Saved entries

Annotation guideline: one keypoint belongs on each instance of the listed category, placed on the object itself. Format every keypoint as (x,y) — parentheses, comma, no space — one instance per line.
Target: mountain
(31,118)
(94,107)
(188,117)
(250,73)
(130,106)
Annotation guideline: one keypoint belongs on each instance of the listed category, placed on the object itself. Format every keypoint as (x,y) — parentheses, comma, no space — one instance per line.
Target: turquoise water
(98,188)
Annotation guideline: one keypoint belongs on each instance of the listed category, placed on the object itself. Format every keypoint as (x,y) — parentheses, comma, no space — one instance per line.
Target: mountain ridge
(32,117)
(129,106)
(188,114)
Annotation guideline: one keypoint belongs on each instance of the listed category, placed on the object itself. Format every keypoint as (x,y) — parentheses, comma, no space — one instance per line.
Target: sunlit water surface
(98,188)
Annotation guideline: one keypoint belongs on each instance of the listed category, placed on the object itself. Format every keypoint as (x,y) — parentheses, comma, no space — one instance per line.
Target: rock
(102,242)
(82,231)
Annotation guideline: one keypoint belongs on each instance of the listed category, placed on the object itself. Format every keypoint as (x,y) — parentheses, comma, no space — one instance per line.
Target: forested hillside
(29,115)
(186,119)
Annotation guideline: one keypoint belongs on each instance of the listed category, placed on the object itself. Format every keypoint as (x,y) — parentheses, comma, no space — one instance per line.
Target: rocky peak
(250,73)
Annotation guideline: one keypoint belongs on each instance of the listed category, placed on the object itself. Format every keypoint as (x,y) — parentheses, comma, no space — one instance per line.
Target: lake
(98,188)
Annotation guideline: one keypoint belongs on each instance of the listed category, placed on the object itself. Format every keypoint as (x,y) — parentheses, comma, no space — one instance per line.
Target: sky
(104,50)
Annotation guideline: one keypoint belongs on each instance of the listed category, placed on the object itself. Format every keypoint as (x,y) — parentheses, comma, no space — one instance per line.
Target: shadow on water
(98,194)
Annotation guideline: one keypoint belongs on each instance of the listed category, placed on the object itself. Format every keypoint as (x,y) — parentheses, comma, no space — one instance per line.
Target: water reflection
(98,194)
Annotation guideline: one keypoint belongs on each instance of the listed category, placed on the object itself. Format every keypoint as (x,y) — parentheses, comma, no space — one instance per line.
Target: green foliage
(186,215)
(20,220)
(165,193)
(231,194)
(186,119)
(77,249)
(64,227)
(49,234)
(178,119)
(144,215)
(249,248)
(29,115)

DIRECTIONS – From the records above, extract every entry verbatim.

THE SOLUTION –
Annotation guideline: one keypoint belongs on each instance of the listed category, placed on the object itself. Format every keypoint as (x,y) — parentheses, comma, no space — one instance per line.
Target: mountain
(31,118)
(94,107)
(188,117)
(250,73)
(130,106)
Annotation guideline: one keypoint belongs on each instance of the listed category, placed on the object itself. Format every keypoint as (x,y) — parentheses, comma, no space — one instance per line.
Target: turquoise water
(98,188)
Annotation guideline: one keypoint belongs on each instance of the listed category, placed on the object itself. Format every keypoint as (x,y) — parentheses, comma, no space — one instance per line.
Target: mountain ridge
(32,117)
(129,106)
(188,114)
Annotation guideline: one keypoint belongs on each instance of the listed category, placed on the object itself. Format every keypoint as (x,y) — parentheses, comma, no space — one instance per line.
Target: sunlit water surface
(98,188)
Annotation guideline: one keypoint belongs on each instance of the listed category, placed on the object itself. Format every keypoint as (x,y) — parentheses, comma, no space — one instance per line.
Target: rock
(102,242)
(82,231)
Annotation guideline: one keypoint belongs on each instance of the listed category, placed on the object itself. Format every keypoint as (x,y) — parentheses, comma, no space — one instance per line.
Target: forested hillside
(29,115)
(186,119)
Annotation guideline: one keypoint belongs on each instance of the listed category, placed on the object itself. Format every keypoint as (x,y) — parentheses, comma, no space — one instance per line.
Target: rocky peak
(250,73)
Annotation guideline: one keypoint belongs on each instance of the listed category, placed on the object itself. Format every keypoint as (x,y) — parentheses, comma, no space — one instance per line.
Target: lake
(98,188)
Annotation guideline: one keypoint belongs on each instance of the listed category, placed on the object itself. Format every keypoint as (x,y) — parentheses, comma, no space — one instance per line.
Target: sky
(104,50)
Annotation guideline: one keypoint belongs on each instance of the listed category, placed on the object itself. Format every keypoint as (x,y) — parentheses, comma, no space — one instance per line.
Target: shadow on water
(98,194)
Annotation guideline: one keypoint belongs on each instance of the listed category, placed on the object itself. Format every keypoint as (x,y) — parentheses, comma, no space — one instance per line.
Target: water reflection
(98,194)
Annotation guideline: one keypoint belongs on each instance of the listed category, placed on the object itself. Format every keypoint as (x,y) — parentheses, comma, no space — one instance per line.
Target: green foliage
(186,215)
(20,220)
(165,193)
(231,194)
(186,119)
(77,249)
(64,227)
(49,234)
(178,119)
(144,215)
(249,248)
(29,115)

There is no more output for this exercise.